Date d'ajout : mardi 24 janvier 2017
par Serge CANASSE
REVUE : LA REVUE DU PRATICIEN, juin 2016
Les incantations en faveur de la dignité humaine ont quelque chose de suspect : elles cachent la difficulté à énoncer des valeurs communes et la vacuité de la « course à la performance », qui est devenue la norme de notre société moderne. Tel est l'argument central développé par Gilbert Larochelle, philosophe, et Françoise Courville, infirmière, en l'appliquant à la santé. Tout n'est pas nouveau dans leur propos, mais il est clair et accessible. Il s'inscrit dans un mouvement d'idées très contemporain, mis en lumière par les théories dites du care : si la raison est un outil indispensable à la connaissance et à l'action, elle ne peut prétendre y suffire parce qu'elle est incapable à elle seule de restituer le réel. Pour nos deux auteurs, l'idéologie de la performance fait croire le contraire en mélangeant trois registres de la pensée : la vérité, en avançant comme critère l'efficacité, la moralité, en se présentant comme garante d'un fonctionnement collectif harmonieux, la mesurabilité, en la faisant passer pour l'objectivité. Elle implique un rapport à soi et aux autres marqué par la transparence : rien ne doit ni ne peut être caché, puisque tout peut se dire. Elle impose l'urgence, c'est-à-dire l'immédiateté de ce qu'il convient de faire et d'énoncer, reléguant la prise de distance par la réflexion à une perte de temps. Elle fait croire à l'autonomie et à l'accomplissement de soi alors que ses normes priment. Dans les soins, elle remplace le relationnel par ce qui s'objective et vise à un surhomme, jamais défaillant, sauvé des contingences du monde. Elle s'apparente ainsi à la recherche du salut, passée du religieux au médical.

(Lignes conservées d'une collection)
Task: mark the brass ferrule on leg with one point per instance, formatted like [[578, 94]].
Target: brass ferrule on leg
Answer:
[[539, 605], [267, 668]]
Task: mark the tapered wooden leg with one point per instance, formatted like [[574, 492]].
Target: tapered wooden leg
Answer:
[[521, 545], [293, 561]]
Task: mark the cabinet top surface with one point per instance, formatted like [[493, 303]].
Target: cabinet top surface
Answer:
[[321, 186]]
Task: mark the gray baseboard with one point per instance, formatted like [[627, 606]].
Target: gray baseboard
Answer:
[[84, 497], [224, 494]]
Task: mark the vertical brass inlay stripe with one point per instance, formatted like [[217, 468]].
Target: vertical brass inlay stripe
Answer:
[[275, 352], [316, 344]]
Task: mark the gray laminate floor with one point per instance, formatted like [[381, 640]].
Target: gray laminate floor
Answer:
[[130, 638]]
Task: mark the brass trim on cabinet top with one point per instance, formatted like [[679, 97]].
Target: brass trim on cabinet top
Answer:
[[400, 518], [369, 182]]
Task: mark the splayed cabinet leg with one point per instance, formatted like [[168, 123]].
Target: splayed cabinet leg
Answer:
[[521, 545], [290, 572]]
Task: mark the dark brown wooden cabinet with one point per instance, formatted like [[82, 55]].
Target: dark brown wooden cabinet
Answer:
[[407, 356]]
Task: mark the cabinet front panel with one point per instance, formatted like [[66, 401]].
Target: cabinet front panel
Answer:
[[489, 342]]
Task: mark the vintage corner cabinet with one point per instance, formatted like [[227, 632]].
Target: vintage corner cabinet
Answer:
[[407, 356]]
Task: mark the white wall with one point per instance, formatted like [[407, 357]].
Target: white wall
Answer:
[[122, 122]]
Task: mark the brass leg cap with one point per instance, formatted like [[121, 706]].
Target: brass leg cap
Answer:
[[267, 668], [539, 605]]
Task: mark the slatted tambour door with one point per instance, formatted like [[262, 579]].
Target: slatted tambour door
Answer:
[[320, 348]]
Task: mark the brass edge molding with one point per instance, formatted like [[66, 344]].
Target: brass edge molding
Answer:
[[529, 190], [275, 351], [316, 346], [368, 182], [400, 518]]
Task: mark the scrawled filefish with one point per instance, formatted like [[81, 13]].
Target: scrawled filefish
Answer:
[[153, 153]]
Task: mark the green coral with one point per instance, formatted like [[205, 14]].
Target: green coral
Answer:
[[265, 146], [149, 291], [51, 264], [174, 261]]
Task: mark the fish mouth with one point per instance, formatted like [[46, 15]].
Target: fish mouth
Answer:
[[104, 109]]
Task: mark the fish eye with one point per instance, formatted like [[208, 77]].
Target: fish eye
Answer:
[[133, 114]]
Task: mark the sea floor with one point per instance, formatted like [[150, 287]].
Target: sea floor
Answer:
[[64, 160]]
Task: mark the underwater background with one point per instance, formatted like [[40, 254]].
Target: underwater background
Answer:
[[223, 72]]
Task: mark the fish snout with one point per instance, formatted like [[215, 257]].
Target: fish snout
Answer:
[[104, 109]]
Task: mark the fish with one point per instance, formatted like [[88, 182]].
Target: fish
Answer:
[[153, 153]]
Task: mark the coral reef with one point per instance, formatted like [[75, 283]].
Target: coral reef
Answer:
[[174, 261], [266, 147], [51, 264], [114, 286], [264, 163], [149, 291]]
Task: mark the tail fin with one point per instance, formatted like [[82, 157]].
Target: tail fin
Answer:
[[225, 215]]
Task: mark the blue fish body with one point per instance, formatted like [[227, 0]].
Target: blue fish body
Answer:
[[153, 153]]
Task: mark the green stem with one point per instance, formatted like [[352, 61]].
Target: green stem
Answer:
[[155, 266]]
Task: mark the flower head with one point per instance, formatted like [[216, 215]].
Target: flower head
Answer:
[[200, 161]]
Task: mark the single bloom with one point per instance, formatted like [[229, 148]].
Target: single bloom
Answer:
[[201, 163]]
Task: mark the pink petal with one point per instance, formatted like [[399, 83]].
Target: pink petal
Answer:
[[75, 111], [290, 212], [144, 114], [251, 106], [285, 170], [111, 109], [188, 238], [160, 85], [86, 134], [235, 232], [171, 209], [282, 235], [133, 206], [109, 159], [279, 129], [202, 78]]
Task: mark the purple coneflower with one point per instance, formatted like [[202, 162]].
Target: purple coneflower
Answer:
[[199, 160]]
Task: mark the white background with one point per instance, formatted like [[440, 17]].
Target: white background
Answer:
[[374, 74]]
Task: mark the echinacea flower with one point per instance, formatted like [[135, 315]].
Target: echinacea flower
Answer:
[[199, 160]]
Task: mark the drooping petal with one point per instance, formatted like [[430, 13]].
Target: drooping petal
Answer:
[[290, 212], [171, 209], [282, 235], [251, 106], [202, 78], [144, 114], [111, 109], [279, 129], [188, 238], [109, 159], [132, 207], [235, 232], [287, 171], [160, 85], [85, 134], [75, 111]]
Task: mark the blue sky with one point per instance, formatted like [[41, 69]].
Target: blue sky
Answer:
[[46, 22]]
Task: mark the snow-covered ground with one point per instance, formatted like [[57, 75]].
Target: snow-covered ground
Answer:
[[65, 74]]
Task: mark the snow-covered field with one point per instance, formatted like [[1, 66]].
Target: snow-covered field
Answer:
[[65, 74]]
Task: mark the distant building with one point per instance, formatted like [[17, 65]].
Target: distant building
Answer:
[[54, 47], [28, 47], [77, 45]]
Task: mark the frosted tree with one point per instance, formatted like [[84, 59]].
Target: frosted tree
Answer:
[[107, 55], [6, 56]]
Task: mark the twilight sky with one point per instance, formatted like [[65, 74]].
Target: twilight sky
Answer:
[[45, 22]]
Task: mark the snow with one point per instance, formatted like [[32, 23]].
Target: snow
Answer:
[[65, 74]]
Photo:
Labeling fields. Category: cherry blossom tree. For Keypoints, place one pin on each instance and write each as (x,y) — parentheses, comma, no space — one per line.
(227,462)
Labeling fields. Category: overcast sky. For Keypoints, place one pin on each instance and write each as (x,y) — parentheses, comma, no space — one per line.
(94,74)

→ Consigne: D'après le texte sur l'idéologie de la performance, quels registres de la pensée cette idéologie mélange-t-elle ? Nommez-les tous.

→ Réponse: La vérité, la moralité et la mesurabilité.